→ **Directions for this task**: Which lines run from the line with "Target: closed bud" through the line with "Target: blurred grass" in the entries below? Print them exactly, both ends included, and nothing more.

→ **Provided data**:
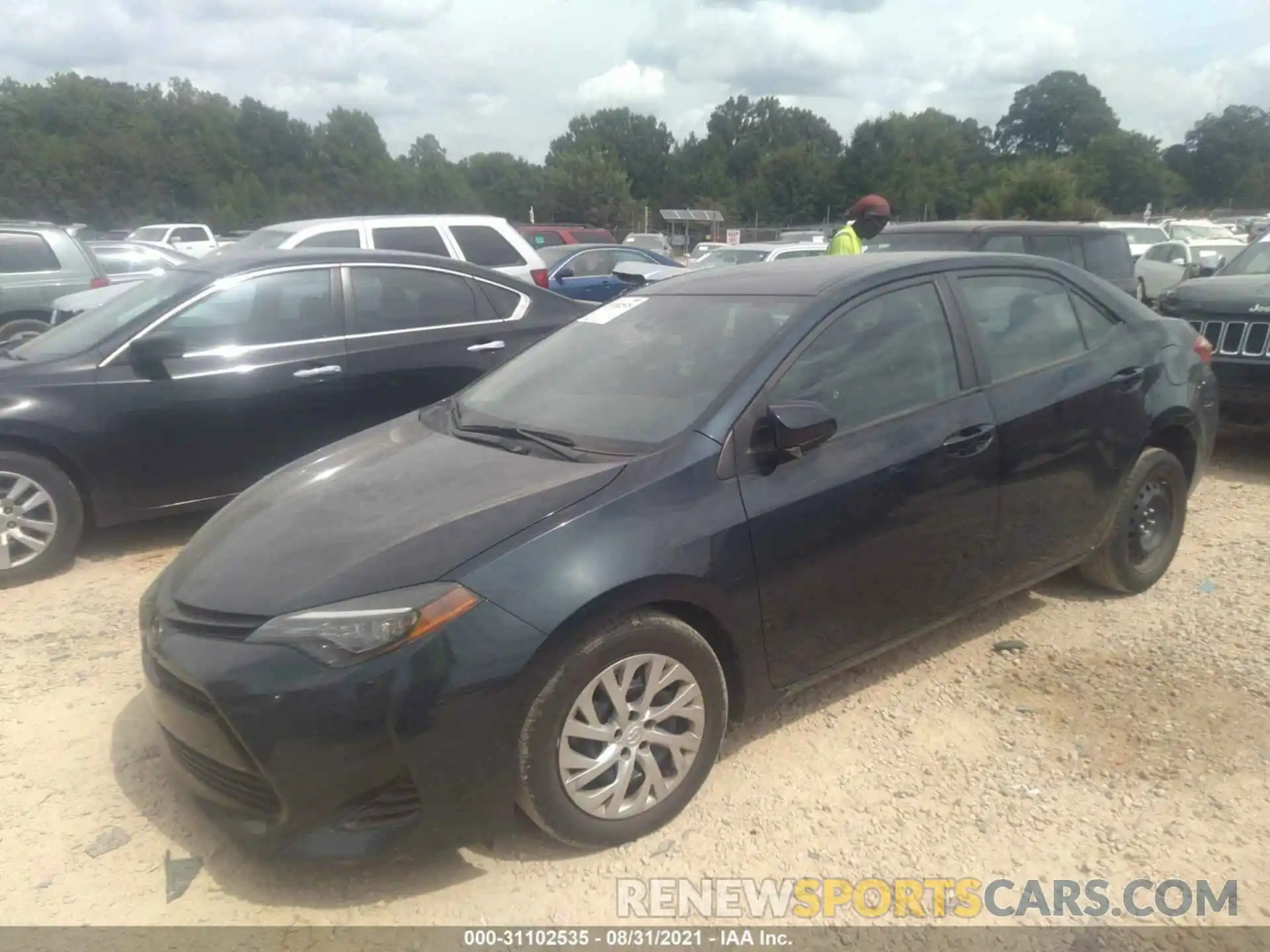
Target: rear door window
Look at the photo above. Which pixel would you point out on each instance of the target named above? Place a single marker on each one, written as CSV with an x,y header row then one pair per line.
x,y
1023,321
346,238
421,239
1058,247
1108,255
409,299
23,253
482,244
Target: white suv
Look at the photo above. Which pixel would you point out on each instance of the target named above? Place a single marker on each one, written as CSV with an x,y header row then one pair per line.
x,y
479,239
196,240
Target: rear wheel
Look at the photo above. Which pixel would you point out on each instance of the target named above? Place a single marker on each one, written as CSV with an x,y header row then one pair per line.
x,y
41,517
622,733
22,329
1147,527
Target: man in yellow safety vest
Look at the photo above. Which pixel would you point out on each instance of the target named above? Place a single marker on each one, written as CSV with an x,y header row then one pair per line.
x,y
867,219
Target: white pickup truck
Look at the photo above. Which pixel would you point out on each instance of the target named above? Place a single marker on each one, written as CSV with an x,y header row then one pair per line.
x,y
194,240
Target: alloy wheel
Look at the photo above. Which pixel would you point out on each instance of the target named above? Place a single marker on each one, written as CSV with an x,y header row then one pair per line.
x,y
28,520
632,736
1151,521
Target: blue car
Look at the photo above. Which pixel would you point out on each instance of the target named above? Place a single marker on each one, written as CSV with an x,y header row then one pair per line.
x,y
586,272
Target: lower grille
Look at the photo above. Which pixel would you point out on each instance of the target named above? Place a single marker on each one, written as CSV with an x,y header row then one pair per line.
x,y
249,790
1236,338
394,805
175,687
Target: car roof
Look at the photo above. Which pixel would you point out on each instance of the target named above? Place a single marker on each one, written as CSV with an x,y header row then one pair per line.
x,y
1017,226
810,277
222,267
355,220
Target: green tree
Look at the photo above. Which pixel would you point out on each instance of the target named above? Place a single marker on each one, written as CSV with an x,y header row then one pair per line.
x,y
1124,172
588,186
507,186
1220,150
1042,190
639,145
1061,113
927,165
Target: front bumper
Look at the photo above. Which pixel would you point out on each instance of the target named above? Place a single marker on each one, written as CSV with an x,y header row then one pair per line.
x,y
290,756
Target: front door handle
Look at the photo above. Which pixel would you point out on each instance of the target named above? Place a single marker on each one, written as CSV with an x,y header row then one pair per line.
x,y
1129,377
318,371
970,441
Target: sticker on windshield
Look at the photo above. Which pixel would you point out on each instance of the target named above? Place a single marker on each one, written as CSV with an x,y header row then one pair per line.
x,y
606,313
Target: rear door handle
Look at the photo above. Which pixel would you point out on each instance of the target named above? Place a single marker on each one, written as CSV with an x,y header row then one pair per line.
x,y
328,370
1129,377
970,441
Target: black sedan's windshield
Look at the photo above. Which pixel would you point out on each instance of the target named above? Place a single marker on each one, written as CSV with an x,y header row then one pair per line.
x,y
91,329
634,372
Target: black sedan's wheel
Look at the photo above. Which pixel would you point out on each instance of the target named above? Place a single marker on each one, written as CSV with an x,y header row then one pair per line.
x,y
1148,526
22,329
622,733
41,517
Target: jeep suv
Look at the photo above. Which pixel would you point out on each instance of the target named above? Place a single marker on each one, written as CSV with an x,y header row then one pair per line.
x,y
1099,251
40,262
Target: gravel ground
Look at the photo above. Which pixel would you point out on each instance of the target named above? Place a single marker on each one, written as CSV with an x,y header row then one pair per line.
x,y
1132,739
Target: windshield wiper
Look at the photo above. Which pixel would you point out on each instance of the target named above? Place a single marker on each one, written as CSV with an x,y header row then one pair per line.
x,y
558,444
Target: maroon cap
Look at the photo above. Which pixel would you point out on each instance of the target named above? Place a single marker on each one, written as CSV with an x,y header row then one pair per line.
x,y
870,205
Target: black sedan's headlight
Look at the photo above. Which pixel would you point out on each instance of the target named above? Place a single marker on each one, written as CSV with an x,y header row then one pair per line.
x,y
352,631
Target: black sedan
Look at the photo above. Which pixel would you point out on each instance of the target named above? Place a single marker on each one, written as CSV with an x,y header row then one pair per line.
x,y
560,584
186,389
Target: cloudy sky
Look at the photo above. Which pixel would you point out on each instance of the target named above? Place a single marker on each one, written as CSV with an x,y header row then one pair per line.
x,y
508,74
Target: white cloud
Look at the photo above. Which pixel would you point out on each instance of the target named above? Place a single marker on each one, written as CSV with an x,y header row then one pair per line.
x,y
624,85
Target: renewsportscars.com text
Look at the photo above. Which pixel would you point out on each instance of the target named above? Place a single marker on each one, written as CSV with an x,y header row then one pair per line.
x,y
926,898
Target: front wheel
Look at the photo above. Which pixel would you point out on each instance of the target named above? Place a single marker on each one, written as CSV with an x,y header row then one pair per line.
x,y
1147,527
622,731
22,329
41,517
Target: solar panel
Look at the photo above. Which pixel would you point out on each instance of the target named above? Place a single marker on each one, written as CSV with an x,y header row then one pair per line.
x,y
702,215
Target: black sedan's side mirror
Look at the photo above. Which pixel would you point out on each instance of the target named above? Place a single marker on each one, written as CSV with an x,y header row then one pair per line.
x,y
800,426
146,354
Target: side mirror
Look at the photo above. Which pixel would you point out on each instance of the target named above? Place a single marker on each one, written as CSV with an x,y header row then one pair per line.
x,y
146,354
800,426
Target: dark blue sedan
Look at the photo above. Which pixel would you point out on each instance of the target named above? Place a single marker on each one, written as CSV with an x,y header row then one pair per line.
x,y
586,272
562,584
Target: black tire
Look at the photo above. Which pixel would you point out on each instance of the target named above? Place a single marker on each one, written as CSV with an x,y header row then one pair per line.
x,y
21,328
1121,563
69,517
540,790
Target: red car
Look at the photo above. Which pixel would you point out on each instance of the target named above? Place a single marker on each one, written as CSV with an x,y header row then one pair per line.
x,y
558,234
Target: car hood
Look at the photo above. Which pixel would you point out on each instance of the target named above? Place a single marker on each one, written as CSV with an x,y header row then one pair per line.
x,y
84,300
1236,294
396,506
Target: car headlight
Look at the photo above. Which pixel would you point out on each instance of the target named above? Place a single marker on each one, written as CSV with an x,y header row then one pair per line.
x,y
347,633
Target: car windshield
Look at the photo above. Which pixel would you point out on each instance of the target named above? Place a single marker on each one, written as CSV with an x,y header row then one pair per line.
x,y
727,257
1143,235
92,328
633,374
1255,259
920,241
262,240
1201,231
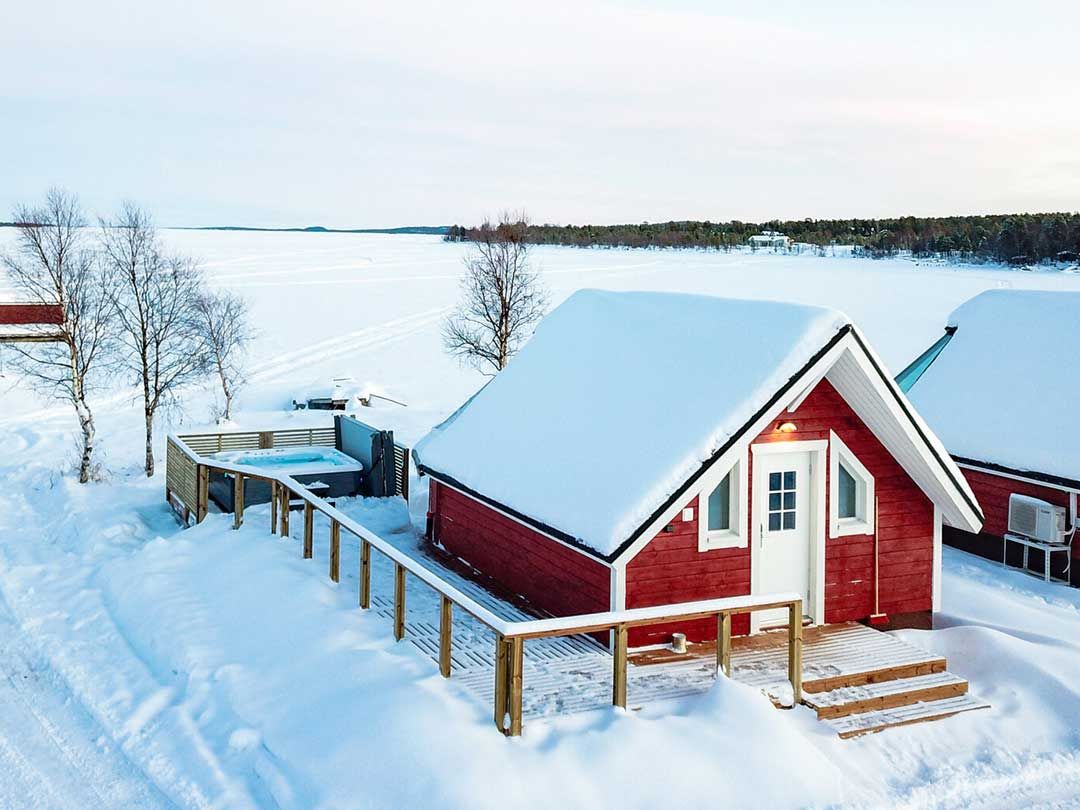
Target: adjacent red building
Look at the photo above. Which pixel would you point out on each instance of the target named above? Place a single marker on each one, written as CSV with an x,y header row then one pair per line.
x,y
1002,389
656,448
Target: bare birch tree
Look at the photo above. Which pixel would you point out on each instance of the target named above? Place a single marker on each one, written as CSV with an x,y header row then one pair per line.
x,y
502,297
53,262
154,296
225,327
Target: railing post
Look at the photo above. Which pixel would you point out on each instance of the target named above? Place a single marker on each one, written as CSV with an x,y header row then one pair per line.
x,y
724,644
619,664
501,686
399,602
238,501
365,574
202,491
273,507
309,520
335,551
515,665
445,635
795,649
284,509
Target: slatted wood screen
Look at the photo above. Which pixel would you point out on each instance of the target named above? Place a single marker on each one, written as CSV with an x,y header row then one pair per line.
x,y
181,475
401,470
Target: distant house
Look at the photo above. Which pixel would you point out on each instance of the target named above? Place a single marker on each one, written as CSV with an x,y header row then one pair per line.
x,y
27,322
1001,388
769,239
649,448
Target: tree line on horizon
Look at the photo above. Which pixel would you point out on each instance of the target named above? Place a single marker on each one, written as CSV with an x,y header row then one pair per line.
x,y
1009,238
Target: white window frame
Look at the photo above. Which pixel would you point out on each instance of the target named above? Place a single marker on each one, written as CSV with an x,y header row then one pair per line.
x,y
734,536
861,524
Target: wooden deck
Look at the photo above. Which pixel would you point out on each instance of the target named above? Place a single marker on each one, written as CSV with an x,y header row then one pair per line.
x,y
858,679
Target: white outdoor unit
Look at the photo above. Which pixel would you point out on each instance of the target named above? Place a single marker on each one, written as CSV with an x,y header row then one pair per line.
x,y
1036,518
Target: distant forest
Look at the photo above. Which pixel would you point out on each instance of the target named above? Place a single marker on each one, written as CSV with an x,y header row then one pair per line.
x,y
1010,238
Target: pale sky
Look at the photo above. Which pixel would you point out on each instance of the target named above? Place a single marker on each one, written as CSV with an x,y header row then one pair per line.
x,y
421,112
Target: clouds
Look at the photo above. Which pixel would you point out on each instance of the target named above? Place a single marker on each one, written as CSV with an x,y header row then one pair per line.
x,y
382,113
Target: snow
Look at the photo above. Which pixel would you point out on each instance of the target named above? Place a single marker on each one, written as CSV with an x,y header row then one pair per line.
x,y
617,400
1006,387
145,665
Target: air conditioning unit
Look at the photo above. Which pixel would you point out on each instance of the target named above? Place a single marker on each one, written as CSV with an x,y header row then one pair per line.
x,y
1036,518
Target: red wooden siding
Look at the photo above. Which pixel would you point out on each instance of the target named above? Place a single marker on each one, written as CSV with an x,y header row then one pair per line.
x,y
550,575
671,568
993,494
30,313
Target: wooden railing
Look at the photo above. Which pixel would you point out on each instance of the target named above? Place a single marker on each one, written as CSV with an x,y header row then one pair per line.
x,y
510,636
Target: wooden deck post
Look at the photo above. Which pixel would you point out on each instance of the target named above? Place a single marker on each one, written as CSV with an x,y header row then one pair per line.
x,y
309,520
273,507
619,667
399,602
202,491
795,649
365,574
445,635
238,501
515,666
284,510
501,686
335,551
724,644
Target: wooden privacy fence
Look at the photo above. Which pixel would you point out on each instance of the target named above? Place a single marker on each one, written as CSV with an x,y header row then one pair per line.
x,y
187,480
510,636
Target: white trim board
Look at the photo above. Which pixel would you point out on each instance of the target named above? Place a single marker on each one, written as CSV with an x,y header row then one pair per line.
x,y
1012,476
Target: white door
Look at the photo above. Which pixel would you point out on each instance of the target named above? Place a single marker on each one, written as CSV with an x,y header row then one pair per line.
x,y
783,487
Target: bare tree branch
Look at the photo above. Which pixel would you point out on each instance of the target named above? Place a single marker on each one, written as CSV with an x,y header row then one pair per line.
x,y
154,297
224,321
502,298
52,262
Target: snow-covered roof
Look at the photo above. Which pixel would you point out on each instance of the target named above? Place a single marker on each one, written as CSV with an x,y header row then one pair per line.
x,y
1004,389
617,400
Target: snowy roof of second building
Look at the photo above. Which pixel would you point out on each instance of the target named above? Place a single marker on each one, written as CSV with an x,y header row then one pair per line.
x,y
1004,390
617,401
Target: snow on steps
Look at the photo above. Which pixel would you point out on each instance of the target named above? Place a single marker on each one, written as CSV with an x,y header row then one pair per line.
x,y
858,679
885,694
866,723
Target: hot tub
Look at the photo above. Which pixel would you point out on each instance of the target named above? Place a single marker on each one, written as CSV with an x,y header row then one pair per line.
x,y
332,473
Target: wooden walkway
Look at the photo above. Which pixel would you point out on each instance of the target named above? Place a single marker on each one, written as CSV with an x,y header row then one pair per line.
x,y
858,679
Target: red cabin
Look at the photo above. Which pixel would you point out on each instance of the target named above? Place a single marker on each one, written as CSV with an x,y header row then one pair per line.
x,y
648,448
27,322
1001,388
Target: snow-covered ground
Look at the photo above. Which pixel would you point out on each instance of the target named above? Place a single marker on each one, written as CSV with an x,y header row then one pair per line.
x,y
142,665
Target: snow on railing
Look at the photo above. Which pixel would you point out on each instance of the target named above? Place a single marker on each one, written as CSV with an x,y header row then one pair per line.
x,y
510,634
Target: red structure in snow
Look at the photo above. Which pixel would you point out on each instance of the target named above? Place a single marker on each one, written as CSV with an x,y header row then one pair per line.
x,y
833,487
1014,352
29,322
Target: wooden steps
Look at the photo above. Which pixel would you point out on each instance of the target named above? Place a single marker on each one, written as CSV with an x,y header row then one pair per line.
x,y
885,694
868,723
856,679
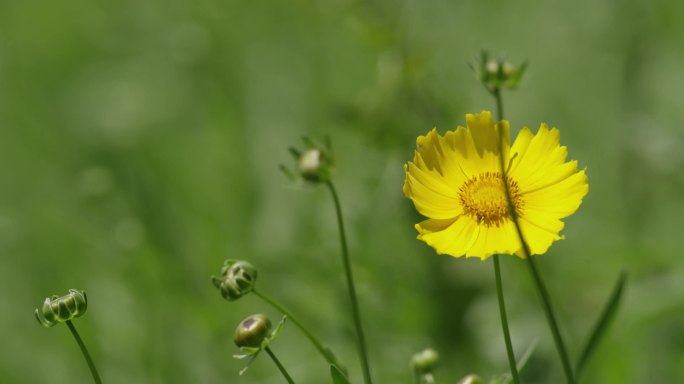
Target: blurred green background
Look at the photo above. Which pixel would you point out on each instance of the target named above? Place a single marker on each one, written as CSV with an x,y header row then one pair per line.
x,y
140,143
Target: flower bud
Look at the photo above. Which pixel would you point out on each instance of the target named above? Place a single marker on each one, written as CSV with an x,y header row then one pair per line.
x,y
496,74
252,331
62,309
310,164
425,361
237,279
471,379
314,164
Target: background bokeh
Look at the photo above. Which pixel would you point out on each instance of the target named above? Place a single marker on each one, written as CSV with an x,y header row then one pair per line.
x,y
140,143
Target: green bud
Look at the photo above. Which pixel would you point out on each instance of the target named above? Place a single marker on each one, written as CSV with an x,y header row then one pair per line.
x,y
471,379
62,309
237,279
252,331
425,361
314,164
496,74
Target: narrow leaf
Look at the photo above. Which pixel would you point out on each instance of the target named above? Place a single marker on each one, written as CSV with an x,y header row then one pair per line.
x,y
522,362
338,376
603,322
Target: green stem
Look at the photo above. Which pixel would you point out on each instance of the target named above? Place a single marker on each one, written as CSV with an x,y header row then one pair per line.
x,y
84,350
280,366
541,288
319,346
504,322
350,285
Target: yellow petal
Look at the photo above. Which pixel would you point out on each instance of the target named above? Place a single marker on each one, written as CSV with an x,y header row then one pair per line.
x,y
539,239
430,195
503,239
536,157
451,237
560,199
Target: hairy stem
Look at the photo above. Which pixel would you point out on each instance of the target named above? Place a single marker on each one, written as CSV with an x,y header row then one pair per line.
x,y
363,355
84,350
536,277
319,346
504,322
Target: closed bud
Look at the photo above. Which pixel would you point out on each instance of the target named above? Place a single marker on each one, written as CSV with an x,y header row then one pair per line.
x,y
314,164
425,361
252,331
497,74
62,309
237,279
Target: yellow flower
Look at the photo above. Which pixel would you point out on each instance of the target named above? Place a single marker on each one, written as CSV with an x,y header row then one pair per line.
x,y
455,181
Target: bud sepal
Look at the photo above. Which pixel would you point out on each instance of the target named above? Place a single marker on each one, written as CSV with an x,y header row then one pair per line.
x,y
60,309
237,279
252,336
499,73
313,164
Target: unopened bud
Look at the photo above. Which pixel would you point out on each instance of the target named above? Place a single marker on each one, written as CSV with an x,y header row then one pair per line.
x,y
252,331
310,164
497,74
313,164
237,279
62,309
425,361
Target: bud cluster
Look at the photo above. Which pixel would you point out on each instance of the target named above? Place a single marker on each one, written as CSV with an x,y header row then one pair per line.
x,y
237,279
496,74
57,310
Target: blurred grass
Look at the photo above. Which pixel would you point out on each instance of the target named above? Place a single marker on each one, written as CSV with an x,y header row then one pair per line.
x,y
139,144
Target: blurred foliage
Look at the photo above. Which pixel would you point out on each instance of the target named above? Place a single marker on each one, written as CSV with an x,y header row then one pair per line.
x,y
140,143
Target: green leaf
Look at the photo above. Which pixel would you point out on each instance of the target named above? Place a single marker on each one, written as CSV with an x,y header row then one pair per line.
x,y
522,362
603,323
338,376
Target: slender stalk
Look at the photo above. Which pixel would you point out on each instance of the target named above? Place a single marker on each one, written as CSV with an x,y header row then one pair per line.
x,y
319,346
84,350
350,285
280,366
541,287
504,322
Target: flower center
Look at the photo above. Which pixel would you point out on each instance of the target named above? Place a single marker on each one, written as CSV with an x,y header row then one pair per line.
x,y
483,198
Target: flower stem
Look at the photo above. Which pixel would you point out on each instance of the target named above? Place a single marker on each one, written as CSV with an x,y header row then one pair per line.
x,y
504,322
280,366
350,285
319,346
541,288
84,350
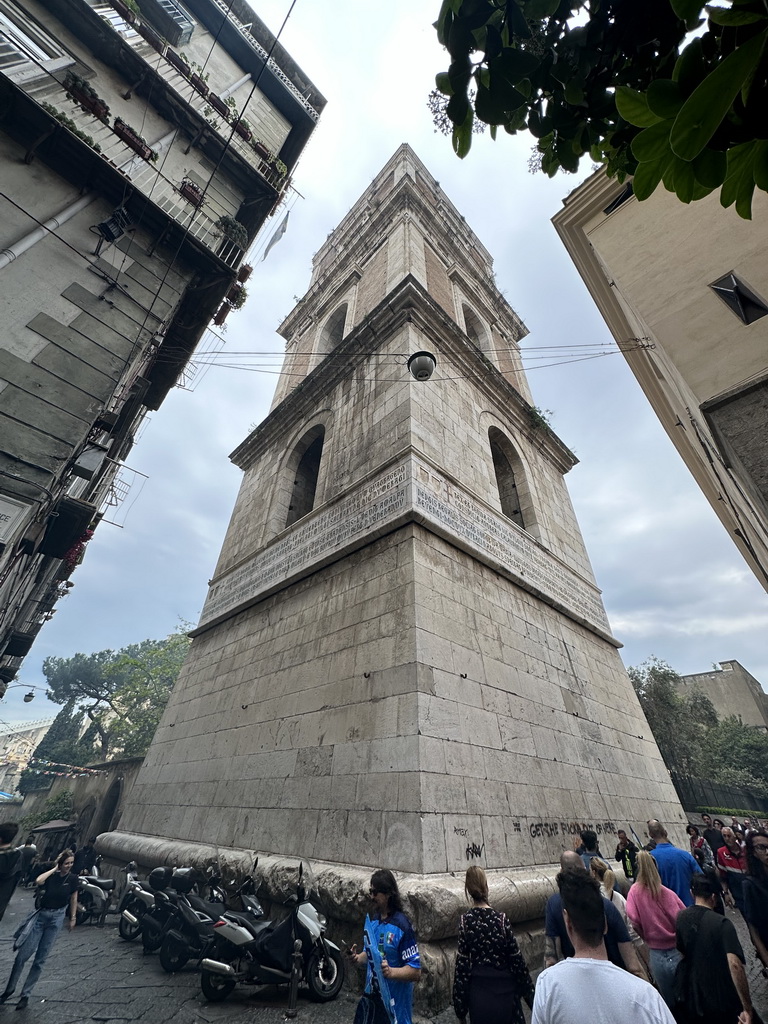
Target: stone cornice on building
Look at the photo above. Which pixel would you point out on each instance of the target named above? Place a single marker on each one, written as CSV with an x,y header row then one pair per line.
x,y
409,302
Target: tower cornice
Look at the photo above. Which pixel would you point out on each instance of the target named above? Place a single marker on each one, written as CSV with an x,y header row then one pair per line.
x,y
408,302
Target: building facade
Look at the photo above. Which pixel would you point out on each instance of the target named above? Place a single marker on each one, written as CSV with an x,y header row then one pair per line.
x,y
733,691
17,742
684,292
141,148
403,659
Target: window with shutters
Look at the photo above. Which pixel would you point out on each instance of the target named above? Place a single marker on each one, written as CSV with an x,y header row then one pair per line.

→ **Problem solution**:
Target: closed bud
Look at the photo above. Which pixel would you point out on each instance of the target named above? Place a single marker on each one, written as CSV with an x,y header row then one pair per line.
x,y
314,164
425,361
252,331
497,74
62,309
237,279
Target: yellow flower
Look at the photo above. Which pixel would you point out on each instance of the target named above? Place a single marker on each one, written as CSV with an x,y header row then one pair per line.
x,y
455,181
Target: bud sepal
Look at the photo above. Which pixel would you point out on each instance of the target named above? Place a single marker on each one, written as CSV with an x,y header row then one pair per line.
x,y
60,309
237,279
252,336
499,73
313,164
Target: unopened bud
Look at the photo above. Which pixel would you point out on each instance of the target named above? Place a single marker on each one, written as CSV with an x,y header row then one pair per line.
x,y
252,331
310,164
497,74
313,164
237,279
62,309
425,361
Target: bud cluster
Look at the photo above. Which pixel would you point out on each instance of the target named above? Place a single marker on each one, written as CSV with an x,y header row then one pair per line.
x,y
237,279
496,74
57,310
Target: blurred grass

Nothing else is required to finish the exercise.